- TASK STATEMENT:
Continue the passage about confidence intervals for the common coefficient of variation of several inverse Gaussian distributions, starting right after its last sentence.
---------- SUPPLIED PASSAGE
As mentioned earlier, many researchers have developed confidence intervals for the common coefficient of variation of several normal and non-normal distributions. However, there has not yet been an investigation of statistical inference using the common coefficient of variation of several inverse Gaussian distributions. In the present study, our primary aim was to estimate the confidence interval for the common coefficient of variation of several inverse Gaussian distributions. We achieved this by employing various methodologies, such as the GCI, adjusted MOVER, the Bayesian credible interval (BCI), the highest posterior density (HPD).BCI, the fiducial confidence interval (FCI), and the HPD.FCI. We evaluated the effectiveness of these methods through rigorous analysis of their coverage probabilities and average lengths for various scenarios in a simulation study. We also applied them in a real-world scenario to analyze $P{M}_{2.5}$ data from various areas in northeastern Thailand.
--------------------
---------- SUPPLIED DATA
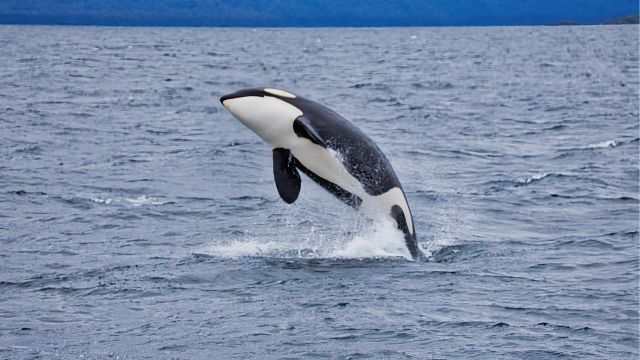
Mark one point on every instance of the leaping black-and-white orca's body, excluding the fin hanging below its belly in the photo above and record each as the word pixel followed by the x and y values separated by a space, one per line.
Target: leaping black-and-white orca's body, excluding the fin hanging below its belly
--------------------
- EXERCISE OUTPUT:
2. Methods

Let $X_{ij};i=1,2,\dots ,k,j=1,2,\dots ,n_i$ be a random sample from k inverse Gaussian distributions denoted as $X_{ij}\sim IG({\mu }_i,{\lambda }_i).$ The distribution function for $X_{ij}$ is defined as

$$f(x_{ij},{\mu }_i,{\lambda }_i)={\left(\frac{{\lambda }_i}{2\pi x_{ij}^3}\right)}^{\frac{1}{2}}\exp \left\{-\frac{{\lambda }_i{\left(x_{ij}-{\mu }_i\right)}^2}{2{\mu }_i^2{x}_{ij}}\right\},x_{ij}>0,{\mu }_i>0,{\lambda }_i>0,$$

(1)

where ${\mu }_i$ and ${\lambda }_i$ are the mean and scale parameters, respectively. Following the method of Ye et al. [21], the respective mean and variance of $X_{ij}$ are

$$\mathrm{E}\left(X_{ij}\right)={\mu }_i,$$

(2)

and

$$\mathrm{Var}\left(X_{ij}\right)=\frac{{\mu }_i^3}{{\lambda }_i}.$$

(3)

Hence, the coefficient of variation of $X_{ij}$ can be represented as

$$\mathrm{CV}\left(X_{ij}\right)={\tau }_i=\sqrt{\frac{Var\left(X_{ij}\right)}{E\left(X_{ij}\right)}}=\sqrt{\frac{{\mu }_i}{{\lambda }_i}}.$$

(4)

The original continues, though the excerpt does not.